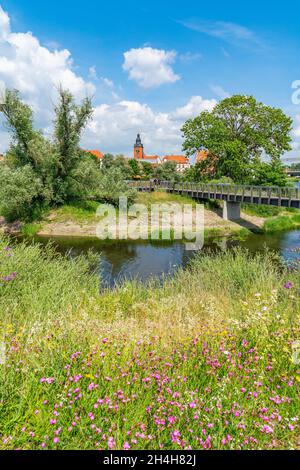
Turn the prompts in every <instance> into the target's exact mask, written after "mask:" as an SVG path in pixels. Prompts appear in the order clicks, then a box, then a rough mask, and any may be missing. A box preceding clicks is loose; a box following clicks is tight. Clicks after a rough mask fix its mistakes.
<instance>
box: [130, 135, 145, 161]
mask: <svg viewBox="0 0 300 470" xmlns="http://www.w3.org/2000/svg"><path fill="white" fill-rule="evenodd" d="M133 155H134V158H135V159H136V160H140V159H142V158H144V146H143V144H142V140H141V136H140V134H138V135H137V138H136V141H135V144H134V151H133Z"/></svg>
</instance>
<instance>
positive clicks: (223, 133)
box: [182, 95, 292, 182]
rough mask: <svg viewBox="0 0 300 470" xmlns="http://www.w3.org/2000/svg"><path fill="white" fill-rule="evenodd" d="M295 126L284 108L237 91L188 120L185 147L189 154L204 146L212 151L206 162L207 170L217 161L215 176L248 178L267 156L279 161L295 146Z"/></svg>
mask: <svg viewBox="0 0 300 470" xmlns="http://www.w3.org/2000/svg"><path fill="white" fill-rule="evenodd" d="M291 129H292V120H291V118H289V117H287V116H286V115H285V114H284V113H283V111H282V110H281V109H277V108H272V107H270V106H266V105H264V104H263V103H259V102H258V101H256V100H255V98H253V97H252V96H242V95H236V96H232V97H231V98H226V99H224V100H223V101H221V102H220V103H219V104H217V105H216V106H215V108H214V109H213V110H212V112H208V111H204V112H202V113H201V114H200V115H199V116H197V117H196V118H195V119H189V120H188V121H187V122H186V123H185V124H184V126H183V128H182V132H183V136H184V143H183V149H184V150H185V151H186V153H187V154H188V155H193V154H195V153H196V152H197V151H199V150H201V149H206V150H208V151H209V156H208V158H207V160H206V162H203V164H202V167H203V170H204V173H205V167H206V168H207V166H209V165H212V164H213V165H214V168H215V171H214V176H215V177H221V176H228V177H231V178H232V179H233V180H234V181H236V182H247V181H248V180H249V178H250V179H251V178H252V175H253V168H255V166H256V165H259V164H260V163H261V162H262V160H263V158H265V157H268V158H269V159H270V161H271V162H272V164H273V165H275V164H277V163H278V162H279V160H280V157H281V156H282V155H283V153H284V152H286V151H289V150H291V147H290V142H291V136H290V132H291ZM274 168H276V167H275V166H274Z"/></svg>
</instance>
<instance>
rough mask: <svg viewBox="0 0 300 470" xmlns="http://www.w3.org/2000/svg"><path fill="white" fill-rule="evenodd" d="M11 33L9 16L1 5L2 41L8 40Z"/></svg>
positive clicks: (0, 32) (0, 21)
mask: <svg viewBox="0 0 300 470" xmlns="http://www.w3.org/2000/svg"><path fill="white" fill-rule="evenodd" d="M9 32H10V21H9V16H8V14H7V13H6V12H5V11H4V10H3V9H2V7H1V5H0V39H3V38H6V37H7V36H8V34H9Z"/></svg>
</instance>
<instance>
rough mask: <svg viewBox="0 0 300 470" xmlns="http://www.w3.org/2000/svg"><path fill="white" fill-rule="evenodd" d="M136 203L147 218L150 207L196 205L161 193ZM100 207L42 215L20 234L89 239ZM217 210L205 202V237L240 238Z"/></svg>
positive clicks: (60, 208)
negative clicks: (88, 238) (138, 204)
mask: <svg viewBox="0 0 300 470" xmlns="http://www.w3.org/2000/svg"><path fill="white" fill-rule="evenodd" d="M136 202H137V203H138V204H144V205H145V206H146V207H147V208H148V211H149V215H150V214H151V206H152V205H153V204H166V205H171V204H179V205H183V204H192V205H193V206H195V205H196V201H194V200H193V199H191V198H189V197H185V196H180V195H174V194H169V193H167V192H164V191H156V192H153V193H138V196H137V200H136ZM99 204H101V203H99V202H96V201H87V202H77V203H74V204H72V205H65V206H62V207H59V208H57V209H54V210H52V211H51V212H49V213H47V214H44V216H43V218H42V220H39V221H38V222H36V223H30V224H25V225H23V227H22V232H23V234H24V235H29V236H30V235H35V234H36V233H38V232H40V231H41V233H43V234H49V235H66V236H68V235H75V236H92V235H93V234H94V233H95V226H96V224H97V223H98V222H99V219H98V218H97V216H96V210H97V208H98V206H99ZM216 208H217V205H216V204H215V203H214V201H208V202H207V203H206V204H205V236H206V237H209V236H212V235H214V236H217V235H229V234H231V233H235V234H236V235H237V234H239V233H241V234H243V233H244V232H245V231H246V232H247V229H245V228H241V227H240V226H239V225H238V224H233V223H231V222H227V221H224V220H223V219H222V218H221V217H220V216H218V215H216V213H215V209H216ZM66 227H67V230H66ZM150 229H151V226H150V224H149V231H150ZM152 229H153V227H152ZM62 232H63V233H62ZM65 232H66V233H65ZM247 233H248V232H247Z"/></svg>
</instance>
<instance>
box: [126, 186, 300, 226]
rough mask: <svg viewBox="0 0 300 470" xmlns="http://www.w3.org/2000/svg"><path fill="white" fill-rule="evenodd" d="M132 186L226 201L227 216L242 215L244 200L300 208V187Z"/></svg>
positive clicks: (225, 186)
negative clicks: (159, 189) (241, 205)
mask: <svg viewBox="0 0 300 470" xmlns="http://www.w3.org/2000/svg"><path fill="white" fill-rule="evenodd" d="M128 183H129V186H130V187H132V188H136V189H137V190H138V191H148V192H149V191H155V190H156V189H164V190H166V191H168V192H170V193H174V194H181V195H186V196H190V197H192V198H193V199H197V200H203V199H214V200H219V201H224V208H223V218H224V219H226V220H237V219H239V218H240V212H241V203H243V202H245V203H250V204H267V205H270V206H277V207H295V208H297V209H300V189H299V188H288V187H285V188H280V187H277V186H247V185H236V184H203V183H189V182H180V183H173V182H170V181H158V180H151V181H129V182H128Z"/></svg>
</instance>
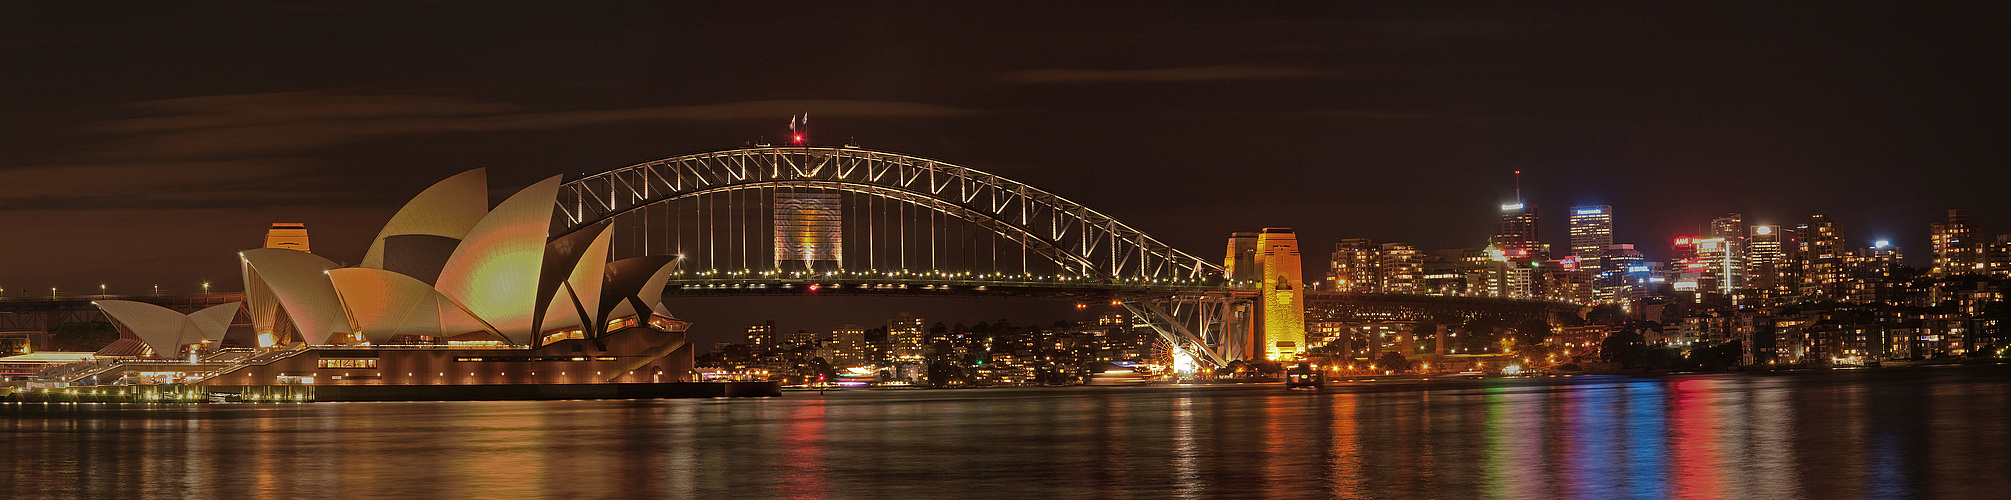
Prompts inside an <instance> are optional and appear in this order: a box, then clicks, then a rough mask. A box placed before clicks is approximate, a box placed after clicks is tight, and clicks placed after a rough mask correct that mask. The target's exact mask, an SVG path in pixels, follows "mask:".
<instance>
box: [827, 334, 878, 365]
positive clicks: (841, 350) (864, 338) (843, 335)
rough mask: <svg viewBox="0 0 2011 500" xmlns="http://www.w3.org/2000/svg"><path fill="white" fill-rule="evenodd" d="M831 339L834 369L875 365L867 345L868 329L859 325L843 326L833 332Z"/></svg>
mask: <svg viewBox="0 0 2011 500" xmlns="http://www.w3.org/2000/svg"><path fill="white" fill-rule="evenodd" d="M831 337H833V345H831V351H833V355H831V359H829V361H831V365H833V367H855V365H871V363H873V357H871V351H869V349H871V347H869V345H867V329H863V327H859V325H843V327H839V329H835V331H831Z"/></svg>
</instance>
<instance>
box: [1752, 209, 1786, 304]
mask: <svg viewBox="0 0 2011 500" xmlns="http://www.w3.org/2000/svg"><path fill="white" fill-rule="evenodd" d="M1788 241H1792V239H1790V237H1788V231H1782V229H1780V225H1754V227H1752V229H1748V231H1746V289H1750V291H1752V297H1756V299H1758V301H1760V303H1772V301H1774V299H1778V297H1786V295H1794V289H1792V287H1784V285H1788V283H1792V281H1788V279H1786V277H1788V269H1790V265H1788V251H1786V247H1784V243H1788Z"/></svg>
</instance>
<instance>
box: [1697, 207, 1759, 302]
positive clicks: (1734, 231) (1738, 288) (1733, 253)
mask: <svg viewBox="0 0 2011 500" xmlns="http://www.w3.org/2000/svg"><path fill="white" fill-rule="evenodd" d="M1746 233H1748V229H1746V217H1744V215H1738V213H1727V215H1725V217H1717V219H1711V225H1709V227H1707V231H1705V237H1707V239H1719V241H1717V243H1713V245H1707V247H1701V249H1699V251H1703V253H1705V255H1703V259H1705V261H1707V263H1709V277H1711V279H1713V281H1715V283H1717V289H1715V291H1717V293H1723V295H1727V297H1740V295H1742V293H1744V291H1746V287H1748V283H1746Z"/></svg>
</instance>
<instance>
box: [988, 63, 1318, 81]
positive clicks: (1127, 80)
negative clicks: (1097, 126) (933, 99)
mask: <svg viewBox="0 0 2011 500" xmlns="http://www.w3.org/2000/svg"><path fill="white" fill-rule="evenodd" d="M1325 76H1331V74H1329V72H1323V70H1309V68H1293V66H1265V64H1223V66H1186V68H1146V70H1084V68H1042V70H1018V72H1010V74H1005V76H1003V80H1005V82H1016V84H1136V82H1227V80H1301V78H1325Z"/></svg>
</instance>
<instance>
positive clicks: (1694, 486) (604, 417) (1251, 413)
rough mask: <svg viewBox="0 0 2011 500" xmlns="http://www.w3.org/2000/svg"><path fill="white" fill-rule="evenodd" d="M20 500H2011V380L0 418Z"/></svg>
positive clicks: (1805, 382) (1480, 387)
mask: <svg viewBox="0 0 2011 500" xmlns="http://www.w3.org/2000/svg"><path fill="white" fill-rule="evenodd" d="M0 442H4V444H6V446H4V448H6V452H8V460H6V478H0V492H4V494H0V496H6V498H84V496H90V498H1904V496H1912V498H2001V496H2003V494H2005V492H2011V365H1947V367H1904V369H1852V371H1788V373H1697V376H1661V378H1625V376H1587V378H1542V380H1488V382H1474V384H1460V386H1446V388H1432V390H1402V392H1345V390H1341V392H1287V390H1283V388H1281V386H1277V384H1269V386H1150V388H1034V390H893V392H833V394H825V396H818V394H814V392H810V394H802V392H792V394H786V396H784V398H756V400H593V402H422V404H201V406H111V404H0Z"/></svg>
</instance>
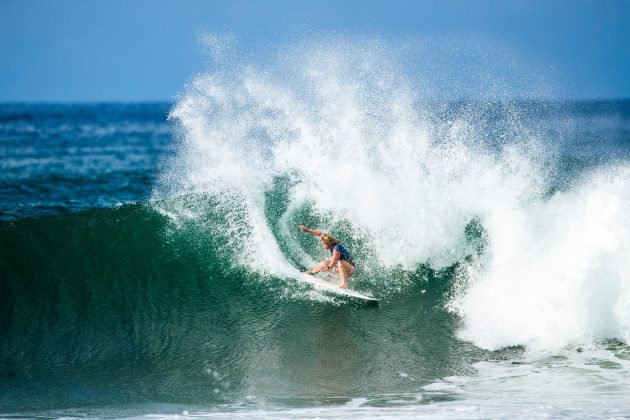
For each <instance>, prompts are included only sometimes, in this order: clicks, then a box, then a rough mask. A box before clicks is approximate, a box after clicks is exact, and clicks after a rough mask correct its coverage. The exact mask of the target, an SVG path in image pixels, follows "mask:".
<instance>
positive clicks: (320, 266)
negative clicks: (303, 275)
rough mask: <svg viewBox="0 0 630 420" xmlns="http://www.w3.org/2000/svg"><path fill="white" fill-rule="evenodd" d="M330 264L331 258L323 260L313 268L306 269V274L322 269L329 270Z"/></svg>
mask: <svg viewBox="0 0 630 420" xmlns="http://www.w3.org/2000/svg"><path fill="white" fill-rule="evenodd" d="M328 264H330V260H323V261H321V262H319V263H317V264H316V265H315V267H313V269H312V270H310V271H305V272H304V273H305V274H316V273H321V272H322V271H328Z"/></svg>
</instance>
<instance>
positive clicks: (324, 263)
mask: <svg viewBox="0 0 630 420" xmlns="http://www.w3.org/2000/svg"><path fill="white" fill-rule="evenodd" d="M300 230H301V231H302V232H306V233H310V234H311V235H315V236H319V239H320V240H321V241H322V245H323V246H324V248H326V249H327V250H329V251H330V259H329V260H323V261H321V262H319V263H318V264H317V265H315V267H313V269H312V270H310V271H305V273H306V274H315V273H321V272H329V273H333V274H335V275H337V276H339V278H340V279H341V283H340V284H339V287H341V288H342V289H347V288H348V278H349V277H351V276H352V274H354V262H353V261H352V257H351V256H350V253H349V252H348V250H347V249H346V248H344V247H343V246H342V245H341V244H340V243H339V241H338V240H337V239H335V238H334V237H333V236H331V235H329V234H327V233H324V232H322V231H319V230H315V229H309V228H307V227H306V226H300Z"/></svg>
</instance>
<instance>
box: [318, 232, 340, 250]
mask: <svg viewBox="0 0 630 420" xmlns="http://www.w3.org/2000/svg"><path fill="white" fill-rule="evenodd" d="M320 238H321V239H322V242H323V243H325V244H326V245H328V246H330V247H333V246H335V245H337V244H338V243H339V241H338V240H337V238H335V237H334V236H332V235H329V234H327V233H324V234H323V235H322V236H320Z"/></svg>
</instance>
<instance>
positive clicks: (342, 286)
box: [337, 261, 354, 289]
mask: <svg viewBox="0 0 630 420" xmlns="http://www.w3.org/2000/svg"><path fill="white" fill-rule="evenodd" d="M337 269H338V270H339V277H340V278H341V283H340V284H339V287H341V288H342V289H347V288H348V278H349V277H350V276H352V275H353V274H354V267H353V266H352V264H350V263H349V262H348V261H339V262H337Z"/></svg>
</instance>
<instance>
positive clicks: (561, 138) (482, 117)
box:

Required work >>
Transcribe the entries from their first line to the line that holds "box: [182, 95, 292, 182]", both included, and skip every picture.

Answer space >>
Turn the prompts in every <instance> into the target's exact mask, written after "mask:" as an SVG path in pixels. Prompts appear in the order clicks, then a box, then a rough mask, and any may be missing. A box preceding clicks is loose; a box following clicks is tight. Clicks after a rough mask fix its mistakes.
<instance>
box: [130, 135, 145, 161]
mask: <svg viewBox="0 0 300 470" xmlns="http://www.w3.org/2000/svg"><path fill="white" fill-rule="evenodd" d="M133 155H134V158H135V159H136V160H140V159H142V158H144V146H143V144H142V140H141V136H140V134H138V135H137V138H136V141H135V144H134V151H133Z"/></svg>
</instance>
<instance>
positive clicks: (223, 133)
box: [182, 95, 292, 182]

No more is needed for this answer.